(Dataset excerpts):

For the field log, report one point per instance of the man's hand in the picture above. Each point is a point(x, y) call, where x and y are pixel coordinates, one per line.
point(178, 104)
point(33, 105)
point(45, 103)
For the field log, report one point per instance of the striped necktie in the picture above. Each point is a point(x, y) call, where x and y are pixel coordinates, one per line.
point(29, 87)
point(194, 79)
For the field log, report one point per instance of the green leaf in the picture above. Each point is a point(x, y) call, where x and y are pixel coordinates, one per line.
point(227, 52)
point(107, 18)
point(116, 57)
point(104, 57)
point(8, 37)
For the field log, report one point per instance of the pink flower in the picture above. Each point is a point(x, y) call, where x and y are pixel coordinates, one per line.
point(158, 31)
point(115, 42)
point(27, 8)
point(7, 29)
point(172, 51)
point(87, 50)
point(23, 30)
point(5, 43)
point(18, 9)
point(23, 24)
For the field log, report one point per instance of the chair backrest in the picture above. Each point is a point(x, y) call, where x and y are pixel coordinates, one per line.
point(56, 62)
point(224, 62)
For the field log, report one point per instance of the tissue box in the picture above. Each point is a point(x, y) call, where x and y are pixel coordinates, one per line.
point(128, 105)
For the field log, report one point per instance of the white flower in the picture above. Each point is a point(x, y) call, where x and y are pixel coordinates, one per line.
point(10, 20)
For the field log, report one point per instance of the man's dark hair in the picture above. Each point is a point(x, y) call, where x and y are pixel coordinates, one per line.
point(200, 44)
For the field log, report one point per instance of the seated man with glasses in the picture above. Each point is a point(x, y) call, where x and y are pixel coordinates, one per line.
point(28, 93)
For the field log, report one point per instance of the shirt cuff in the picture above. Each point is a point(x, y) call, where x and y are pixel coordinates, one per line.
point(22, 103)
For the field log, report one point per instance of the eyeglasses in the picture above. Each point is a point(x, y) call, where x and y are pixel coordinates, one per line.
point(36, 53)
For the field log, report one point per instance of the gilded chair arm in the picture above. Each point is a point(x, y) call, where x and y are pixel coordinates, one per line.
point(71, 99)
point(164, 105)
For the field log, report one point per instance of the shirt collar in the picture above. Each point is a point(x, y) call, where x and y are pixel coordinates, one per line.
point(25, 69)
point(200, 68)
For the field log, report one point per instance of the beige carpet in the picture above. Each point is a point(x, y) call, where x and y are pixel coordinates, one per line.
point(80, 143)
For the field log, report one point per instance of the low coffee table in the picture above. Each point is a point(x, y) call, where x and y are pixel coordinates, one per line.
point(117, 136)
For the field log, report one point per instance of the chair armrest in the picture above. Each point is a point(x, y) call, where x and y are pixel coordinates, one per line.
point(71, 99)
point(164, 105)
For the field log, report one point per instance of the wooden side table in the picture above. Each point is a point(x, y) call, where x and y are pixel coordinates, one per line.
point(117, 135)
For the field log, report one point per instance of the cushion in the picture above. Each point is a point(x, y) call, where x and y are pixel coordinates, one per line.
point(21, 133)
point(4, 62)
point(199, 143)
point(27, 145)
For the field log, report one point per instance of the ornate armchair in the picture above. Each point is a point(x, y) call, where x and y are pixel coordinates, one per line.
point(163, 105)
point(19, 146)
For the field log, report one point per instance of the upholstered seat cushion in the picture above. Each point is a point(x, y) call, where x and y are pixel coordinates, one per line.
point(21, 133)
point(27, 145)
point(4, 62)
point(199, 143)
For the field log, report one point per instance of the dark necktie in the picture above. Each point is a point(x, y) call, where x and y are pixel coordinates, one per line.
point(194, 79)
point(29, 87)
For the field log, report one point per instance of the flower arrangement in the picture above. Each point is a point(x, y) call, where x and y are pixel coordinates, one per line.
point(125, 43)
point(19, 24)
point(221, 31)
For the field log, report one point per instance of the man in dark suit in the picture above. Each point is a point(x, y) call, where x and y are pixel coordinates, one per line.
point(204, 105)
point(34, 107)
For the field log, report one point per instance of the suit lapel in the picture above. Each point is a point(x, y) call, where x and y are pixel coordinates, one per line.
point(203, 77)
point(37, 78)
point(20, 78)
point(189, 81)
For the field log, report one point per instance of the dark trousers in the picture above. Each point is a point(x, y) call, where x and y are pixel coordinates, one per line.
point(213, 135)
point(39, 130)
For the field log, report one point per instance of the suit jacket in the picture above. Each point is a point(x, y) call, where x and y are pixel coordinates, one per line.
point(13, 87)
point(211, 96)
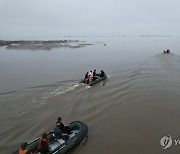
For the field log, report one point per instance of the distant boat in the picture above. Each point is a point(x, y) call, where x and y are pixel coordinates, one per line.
point(59, 146)
point(95, 81)
point(167, 51)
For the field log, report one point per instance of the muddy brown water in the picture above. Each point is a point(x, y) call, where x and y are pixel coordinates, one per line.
point(127, 113)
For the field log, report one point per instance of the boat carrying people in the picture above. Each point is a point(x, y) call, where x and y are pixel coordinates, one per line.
point(167, 51)
point(93, 78)
point(55, 145)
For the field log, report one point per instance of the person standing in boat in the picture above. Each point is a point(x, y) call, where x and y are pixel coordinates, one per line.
point(59, 134)
point(64, 128)
point(23, 149)
point(43, 145)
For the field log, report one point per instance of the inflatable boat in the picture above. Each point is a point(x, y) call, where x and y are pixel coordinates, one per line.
point(78, 130)
point(98, 79)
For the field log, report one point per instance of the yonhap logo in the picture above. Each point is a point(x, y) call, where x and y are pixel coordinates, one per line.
point(166, 142)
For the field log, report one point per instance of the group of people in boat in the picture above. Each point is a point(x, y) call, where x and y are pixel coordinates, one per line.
point(61, 131)
point(167, 51)
point(91, 76)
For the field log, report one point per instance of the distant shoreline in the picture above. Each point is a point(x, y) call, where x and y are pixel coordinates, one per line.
point(42, 44)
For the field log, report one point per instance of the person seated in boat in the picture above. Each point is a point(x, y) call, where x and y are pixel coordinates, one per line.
point(59, 134)
point(102, 74)
point(43, 145)
point(168, 51)
point(64, 128)
point(90, 78)
point(95, 75)
point(86, 77)
point(23, 149)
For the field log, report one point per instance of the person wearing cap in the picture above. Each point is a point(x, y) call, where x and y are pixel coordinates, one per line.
point(64, 128)
point(59, 134)
point(23, 149)
point(43, 145)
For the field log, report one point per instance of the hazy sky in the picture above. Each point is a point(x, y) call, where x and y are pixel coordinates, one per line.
point(88, 17)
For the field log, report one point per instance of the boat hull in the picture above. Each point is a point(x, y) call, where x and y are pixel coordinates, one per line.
point(59, 146)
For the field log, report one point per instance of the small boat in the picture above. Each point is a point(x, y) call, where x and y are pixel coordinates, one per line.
point(95, 81)
point(78, 130)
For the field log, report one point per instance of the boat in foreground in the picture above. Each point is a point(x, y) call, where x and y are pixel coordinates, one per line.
point(95, 81)
point(59, 146)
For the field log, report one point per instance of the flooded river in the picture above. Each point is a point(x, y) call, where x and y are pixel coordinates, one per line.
point(127, 113)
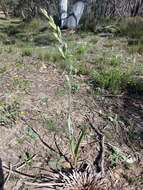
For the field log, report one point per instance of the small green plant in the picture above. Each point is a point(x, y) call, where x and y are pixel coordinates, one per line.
point(9, 114)
point(74, 143)
point(27, 52)
point(22, 84)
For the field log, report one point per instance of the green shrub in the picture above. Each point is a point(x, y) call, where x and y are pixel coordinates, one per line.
point(132, 27)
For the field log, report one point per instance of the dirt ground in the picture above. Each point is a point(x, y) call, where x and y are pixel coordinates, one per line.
point(34, 95)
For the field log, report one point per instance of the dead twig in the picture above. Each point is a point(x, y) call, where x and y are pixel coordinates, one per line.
point(9, 174)
point(6, 168)
point(40, 138)
point(102, 145)
point(61, 154)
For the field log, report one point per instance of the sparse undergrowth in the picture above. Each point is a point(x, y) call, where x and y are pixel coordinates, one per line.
point(32, 72)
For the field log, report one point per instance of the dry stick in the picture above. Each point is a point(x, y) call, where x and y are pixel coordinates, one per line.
point(40, 138)
point(24, 163)
point(61, 154)
point(6, 168)
point(102, 138)
point(9, 174)
point(43, 184)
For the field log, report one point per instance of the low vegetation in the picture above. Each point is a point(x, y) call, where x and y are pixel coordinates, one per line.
point(64, 97)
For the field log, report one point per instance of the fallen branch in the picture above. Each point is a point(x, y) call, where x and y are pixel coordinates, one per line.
point(102, 145)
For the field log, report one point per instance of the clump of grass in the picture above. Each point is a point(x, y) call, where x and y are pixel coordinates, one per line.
point(132, 27)
point(9, 113)
point(114, 80)
point(138, 48)
point(22, 84)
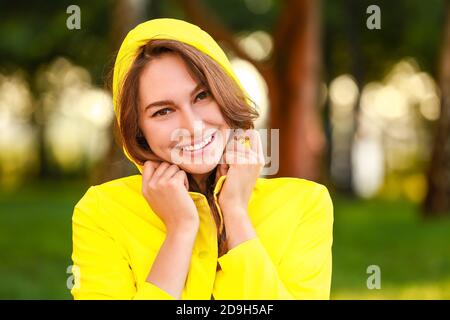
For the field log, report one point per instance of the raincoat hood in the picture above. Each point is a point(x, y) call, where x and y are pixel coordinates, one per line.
point(164, 28)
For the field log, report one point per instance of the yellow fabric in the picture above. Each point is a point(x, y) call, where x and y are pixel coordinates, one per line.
point(116, 235)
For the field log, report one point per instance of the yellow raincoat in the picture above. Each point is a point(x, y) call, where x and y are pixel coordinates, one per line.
point(116, 235)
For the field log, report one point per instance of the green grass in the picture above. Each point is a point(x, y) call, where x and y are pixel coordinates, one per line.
point(414, 256)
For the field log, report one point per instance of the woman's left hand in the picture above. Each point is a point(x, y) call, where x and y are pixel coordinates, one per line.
point(242, 163)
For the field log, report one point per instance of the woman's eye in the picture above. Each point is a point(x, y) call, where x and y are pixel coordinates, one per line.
point(202, 95)
point(161, 112)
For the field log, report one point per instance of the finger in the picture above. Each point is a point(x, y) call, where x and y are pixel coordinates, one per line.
point(181, 176)
point(159, 171)
point(148, 171)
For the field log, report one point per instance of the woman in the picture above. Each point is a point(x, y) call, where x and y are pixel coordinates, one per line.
point(198, 223)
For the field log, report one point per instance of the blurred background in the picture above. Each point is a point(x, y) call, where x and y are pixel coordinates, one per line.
point(361, 96)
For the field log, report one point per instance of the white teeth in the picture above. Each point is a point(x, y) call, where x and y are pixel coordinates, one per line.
point(198, 145)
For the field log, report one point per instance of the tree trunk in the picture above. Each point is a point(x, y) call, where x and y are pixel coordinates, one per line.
point(437, 201)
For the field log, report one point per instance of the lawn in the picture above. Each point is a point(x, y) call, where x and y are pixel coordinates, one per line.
point(413, 256)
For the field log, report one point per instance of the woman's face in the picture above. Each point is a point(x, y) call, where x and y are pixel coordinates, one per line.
point(179, 118)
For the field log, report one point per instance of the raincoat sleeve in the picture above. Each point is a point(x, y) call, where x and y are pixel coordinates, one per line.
point(304, 271)
point(101, 270)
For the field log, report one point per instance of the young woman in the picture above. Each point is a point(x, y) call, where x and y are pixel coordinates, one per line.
point(198, 223)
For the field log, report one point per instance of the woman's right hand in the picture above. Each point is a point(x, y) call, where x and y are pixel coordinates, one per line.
point(165, 187)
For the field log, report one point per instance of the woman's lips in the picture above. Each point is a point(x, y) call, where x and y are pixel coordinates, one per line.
point(207, 142)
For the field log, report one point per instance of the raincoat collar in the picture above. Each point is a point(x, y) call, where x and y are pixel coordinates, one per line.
point(164, 28)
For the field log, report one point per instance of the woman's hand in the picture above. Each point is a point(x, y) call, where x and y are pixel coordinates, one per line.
point(165, 187)
point(242, 163)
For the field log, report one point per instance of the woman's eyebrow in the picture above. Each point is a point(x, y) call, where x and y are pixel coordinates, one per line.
point(159, 104)
point(170, 102)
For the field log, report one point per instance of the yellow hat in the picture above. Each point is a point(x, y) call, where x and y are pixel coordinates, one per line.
point(164, 28)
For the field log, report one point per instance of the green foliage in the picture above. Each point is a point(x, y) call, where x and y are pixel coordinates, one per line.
point(35, 246)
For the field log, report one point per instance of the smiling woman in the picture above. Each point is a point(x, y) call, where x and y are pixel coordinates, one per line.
point(195, 229)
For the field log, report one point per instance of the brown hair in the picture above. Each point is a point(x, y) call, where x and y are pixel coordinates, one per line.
point(233, 104)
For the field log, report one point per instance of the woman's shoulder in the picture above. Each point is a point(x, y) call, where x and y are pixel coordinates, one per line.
point(291, 198)
point(287, 187)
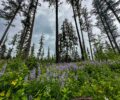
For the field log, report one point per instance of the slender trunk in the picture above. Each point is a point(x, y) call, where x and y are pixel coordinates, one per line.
point(113, 11)
point(79, 17)
point(57, 32)
point(82, 51)
point(107, 33)
point(90, 48)
point(114, 40)
point(31, 30)
point(8, 27)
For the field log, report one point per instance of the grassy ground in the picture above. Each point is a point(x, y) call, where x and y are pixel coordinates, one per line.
point(97, 80)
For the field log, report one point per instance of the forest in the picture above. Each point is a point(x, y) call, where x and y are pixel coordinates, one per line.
point(77, 59)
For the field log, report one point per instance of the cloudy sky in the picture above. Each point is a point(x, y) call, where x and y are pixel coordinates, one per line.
point(45, 23)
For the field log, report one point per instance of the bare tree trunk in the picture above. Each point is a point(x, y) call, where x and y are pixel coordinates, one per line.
point(57, 32)
point(31, 31)
point(113, 11)
point(82, 51)
point(8, 27)
point(107, 33)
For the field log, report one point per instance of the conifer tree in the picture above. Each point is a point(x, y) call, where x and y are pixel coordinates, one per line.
point(56, 4)
point(9, 12)
point(107, 22)
point(41, 49)
point(73, 4)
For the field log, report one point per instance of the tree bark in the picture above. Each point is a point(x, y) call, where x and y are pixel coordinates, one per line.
point(80, 43)
point(57, 32)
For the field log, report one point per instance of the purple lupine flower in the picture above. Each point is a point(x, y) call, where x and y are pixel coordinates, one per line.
point(33, 74)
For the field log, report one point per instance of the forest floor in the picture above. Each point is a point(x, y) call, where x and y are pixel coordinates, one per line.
point(89, 80)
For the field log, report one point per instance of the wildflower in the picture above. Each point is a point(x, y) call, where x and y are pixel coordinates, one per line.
point(2, 93)
point(14, 82)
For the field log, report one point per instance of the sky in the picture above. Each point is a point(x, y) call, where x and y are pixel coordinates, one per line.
point(45, 23)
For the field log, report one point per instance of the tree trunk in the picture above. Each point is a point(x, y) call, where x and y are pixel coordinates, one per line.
point(57, 32)
point(113, 11)
point(8, 27)
point(31, 30)
point(107, 33)
point(82, 51)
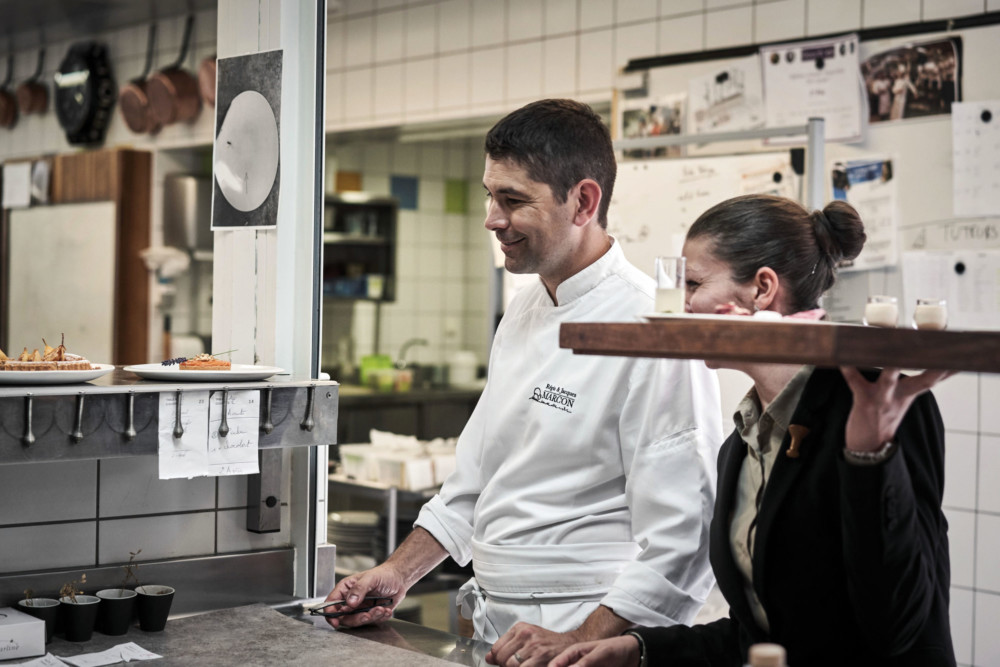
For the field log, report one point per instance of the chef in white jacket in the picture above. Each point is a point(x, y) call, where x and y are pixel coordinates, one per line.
point(585, 484)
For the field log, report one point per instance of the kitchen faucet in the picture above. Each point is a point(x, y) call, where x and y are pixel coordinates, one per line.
point(401, 358)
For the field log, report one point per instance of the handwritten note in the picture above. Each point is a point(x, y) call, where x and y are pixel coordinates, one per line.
point(201, 451)
point(236, 452)
point(185, 456)
point(648, 219)
point(969, 280)
point(869, 186)
point(975, 128)
point(112, 656)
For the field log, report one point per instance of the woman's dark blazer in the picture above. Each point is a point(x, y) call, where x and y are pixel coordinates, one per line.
point(850, 563)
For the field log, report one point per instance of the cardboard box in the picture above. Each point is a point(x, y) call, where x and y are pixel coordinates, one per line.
point(21, 635)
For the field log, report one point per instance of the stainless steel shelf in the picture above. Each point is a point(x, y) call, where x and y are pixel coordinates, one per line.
point(118, 415)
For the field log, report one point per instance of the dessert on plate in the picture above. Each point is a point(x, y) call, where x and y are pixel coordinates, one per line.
point(205, 362)
point(50, 359)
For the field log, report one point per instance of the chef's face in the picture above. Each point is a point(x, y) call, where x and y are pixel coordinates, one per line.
point(709, 280)
point(533, 228)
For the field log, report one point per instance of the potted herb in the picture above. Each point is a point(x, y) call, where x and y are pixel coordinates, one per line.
point(46, 609)
point(118, 604)
point(154, 606)
point(79, 611)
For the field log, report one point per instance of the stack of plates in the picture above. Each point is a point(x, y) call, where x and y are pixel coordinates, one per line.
point(352, 532)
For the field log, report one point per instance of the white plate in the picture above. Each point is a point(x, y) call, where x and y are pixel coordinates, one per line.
point(237, 373)
point(729, 318)
point(55, 377)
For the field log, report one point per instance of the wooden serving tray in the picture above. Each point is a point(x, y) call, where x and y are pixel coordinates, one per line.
point(732, 338)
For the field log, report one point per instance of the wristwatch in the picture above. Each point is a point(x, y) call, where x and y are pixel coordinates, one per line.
point(643, 659)
point(872, 457)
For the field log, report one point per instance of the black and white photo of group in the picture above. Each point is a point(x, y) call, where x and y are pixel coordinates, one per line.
point(913, 81)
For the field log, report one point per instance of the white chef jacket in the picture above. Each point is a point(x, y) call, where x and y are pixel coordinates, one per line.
point(584, 477)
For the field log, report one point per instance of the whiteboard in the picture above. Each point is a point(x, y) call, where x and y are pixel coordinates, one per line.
point(655, 201)
point(62, 278)
point(921, 150)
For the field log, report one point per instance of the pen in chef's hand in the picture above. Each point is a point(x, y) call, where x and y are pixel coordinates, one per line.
point(374, 600)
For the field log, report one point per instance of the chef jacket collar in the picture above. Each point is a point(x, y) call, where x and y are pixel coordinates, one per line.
point(587, 279)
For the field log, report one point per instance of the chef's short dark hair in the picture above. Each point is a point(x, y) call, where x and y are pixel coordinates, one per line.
point(559, 143)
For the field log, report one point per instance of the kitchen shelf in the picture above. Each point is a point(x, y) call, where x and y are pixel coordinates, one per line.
point(334, 238)
point(300, 412)
point(359, 247)
point(389, 494)
point(818, 343)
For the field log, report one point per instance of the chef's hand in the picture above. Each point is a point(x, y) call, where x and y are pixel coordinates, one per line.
point(526, 645)
point(620, 651)
point(381, 581)
point(880, 406)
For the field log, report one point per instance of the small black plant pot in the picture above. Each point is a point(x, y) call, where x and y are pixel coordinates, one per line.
point(79, 617)
point(154, 606)
point(116, 611)
point(46, 609)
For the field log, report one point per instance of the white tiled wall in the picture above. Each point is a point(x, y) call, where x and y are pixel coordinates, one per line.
point(442, 259)
point(391, 61)
point(88, 514)
point(972, 506)
point(492, 54)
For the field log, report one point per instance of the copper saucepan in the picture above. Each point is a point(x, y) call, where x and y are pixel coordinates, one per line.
point(32, 96)
point(133, 98)
point(8, 105)
point(173, 92)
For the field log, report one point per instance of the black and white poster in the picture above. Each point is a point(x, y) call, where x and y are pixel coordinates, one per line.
point(246, 165)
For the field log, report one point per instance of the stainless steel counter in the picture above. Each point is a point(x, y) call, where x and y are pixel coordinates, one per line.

(Task to complete): Return every line of the entries unchanged, from the first line through the line containing "point(224, 62)".

(The completed task):
For the field log, report one point per instance of the man's hand in the picture above. Each point is a point(x, y) call, where x and y are pixel coordinates, one per line.
point(178, 104)
point(33, 105)
point(45, 103)
For the field log, report one point per instance of the striped necktie in the picture above. Each point is a point(x, y) call, where x and y are pixel coordinates, one per line.
point(29, 87)
point(194, 79)
For the field log, report one point per instance of the green leaf in the picture above. Each point is a point(x, y) call, where x and y are pixel coordinates, one per line.
point(227, 52)
point(107, 18)
point(116, 57)
point(104, 57)
point(8, 37)
For the field log, report one point per instance of the pink flower in the picture above. Each point is a point(x, y) call, where x and y are pixel coordinates, one per line.
point(158, 31)
point(115, 42)
point(27, 8)
point(7, 29)
point(172, 51)
point(87, 50)
point(23, 30)
point(5, 43)
point(18, 9)
point(23, 24)
For the field log, report one point per instance of the chair backrest in the picture above. Each point is a point(x, y) call, where x and y are pixel coordinates, one per line.
point(56, 62)
point(224, 62)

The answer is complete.